▶ REQUIRED WORK:
1. From the Fed policy text, copy the passage starting at "Given that the" and ending at "the ‘condundrum’ returned.".
2. In the Fed policy text, when did the QE programs end?
--- Start of EXTRACTED TEXT ---
Given that the Yellen Fed continued unchanged for three years the Bernanke Fed’s policy of keeping short term rates near zero, and only in the last six months of its term did the Yellen Fed begin to raise rates consistently, what can be said of the ‘conundrum’ under the Yellen Fed? Have longer term bond rates followed the rise in short term federal funds rate in turn. The conundrum certainly was in effect under Yellen. Bond rates rose modestly after the November 2016 elections as the Fed reduced the federal funds rate starting December 2016. But after the Fed’s March 2017 hike, long-term rates began to decline once again as short-term rates were raised. In other words, no correlation between long and short and the ‘condundrum’ returned.
Is then the conundrum a fiction of Greenspan’s imagination—i.e. a concocted excuse to justify his failure at Fed rate management? An ideological construct created to provide cover for Greenspan’s failed policies? Or does it take significant and rapid shifts in Fed generated short term rates to even begin moving longer term rates? Perhaps there is a correlation but it has grown increasingly weak as the global economy has financialized. Perhaps central banks, most notably the Fed, have nearly totally lost all ability to influence long-term rates by short-term rate changes in an increasingly globalized and financialized world economy. Whichever is the case, so much for Greenspan’s conundrum—i.e. another of the various ideological constructs created by central bankers to justify and obfuscate the real objectives of their monetary policies. ‘Condundrum’ is thus a conceptual creation belonging in the same box as central bank independence, price targeting, and ‘dual mandates’ to address unemployment.
2. Selling Off the $4.5 Trillion Balance Sheet
From 2008 through May 2017, QE and other Fed liquidity programs raised the Fed’s balance sheet from $800 or so billion to $4.5 trillion. The QE programs ended in October 2014. Since then payments on bonds to the Fed could have reduced the Fed’s balance sheet. However, the Fed simply reinvested those payments again and kept the balance sheet at the $4.5 trillion level. In other words, it kept re-injecting the liquidity back into the economy—in yet another form indicating its commitment to keep providing excess liquidity to bankers and investors.
--- End of EXTRACTED TEXT ---
--- Start of MATERIAL SUPPLIED ---
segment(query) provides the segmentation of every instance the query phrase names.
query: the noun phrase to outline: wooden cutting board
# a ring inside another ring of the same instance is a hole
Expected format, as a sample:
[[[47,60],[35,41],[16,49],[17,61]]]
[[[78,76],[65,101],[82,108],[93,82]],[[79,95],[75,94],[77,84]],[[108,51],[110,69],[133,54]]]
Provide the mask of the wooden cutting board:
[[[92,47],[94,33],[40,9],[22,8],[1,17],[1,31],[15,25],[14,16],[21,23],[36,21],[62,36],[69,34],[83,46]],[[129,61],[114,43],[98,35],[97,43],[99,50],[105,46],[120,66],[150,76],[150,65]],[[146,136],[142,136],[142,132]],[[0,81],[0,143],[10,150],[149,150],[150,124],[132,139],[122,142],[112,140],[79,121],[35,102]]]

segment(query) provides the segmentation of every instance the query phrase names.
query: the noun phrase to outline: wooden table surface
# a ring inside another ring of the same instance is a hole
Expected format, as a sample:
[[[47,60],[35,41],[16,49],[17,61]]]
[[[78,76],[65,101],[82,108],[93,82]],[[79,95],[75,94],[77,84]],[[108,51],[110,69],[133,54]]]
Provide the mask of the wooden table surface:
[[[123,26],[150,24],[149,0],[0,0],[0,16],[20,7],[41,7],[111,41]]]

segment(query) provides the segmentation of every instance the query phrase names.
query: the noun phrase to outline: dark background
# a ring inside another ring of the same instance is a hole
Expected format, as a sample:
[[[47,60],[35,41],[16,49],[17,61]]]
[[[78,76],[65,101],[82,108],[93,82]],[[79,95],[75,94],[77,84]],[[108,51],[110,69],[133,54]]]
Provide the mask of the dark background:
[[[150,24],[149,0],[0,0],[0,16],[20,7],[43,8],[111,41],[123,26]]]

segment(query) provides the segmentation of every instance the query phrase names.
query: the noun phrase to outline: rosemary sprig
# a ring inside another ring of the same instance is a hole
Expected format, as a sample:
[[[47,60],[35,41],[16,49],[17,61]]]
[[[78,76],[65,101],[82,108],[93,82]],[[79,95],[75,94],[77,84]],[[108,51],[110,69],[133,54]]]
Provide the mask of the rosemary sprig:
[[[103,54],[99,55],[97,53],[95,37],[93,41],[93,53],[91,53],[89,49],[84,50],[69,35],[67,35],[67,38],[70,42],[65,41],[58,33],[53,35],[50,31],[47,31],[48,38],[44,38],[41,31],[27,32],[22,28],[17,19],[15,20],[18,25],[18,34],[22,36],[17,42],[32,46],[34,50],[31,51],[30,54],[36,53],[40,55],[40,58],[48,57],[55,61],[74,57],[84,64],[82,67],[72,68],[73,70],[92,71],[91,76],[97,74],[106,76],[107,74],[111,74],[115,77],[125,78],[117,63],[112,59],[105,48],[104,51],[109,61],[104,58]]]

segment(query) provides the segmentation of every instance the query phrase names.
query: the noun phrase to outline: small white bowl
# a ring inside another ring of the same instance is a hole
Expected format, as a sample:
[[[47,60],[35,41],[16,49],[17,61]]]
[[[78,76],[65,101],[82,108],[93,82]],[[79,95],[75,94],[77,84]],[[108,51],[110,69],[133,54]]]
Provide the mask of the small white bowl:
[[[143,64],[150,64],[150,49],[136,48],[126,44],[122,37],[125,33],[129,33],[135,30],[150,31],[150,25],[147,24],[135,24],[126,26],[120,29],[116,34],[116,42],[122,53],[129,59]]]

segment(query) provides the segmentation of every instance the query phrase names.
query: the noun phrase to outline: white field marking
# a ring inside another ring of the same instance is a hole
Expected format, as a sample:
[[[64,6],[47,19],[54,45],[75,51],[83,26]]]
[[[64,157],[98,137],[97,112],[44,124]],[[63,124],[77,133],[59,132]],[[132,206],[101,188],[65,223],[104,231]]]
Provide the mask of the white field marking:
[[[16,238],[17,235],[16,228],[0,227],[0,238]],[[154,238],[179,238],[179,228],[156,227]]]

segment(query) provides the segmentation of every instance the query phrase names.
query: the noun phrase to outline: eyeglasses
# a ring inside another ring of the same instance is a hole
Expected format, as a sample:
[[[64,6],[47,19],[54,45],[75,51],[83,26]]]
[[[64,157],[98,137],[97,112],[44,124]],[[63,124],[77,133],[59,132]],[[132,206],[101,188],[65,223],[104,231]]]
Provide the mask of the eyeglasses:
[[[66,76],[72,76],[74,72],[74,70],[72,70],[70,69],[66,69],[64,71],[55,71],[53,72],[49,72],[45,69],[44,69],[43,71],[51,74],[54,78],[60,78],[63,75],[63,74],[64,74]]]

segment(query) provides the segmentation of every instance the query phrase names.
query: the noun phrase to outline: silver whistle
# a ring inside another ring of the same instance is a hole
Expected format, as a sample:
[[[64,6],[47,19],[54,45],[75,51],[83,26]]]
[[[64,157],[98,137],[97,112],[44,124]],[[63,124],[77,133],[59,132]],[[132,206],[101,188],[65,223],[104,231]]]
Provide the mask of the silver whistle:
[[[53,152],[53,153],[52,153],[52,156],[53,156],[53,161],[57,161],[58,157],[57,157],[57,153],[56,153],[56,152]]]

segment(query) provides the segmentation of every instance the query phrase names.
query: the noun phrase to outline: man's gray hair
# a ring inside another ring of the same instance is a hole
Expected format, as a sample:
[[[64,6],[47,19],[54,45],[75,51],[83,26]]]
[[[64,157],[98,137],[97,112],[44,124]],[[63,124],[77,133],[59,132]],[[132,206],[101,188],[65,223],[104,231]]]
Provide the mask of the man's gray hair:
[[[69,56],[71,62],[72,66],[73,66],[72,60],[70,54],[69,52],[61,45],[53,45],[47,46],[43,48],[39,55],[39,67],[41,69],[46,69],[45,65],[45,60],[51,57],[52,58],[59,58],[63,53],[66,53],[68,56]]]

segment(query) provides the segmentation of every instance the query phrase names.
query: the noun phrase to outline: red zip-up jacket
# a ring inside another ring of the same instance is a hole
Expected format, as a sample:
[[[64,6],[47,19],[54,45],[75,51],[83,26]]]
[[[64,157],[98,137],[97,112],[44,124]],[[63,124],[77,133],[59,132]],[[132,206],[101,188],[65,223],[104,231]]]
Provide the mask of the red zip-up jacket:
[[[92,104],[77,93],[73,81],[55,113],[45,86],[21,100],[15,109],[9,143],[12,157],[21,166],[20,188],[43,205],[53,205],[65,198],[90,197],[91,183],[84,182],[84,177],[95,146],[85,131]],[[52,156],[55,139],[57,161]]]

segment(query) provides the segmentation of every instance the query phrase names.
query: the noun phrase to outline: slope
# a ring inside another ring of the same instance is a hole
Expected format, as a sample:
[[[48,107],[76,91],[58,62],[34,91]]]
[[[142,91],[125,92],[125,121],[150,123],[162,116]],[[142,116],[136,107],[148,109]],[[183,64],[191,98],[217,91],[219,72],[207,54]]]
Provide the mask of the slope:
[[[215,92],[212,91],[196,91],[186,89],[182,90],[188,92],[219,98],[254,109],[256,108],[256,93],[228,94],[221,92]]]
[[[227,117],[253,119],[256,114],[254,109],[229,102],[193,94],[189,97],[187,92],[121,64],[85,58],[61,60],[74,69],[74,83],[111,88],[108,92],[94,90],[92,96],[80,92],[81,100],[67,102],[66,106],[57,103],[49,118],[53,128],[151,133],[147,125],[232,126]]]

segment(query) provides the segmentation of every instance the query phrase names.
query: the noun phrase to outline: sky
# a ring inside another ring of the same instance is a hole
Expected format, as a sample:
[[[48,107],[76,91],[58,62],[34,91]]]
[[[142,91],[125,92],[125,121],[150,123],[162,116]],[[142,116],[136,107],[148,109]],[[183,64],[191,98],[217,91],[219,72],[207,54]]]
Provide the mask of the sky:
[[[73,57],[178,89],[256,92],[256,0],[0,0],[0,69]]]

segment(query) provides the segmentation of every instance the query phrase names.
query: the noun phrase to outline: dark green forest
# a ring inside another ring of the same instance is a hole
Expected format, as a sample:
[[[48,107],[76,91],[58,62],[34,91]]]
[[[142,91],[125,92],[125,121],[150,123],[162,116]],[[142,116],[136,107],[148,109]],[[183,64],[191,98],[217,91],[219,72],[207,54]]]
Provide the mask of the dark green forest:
--- End of MATERIAL SUPPLIED ---
▶ SOLUTIONS IN ORDER:
1.
Given that the Yellen Fed continued unchanged for three years the Bernanke Fed’s policy of keeping short term rates near zero, and only in the last six months of its term did the Yellen Fed begin to raise rates consistently, what can be said of the ‘conundrum’ under the Yellen Fed? Have longer term bond rates followed the rise in short term federal funds rate in turn. The conundrum certainly was in effect under Yellen. Bond rates rose modestly after the November 2016 elections as the Fed reduced the federal funds rate starting December 2016. But after the Fed’s March 2017 hike, long-term rates began to decline once again as short-term rates were raised. In other words, no correlation between long and short and the ‘condundrum’ returned.

2. October 2014.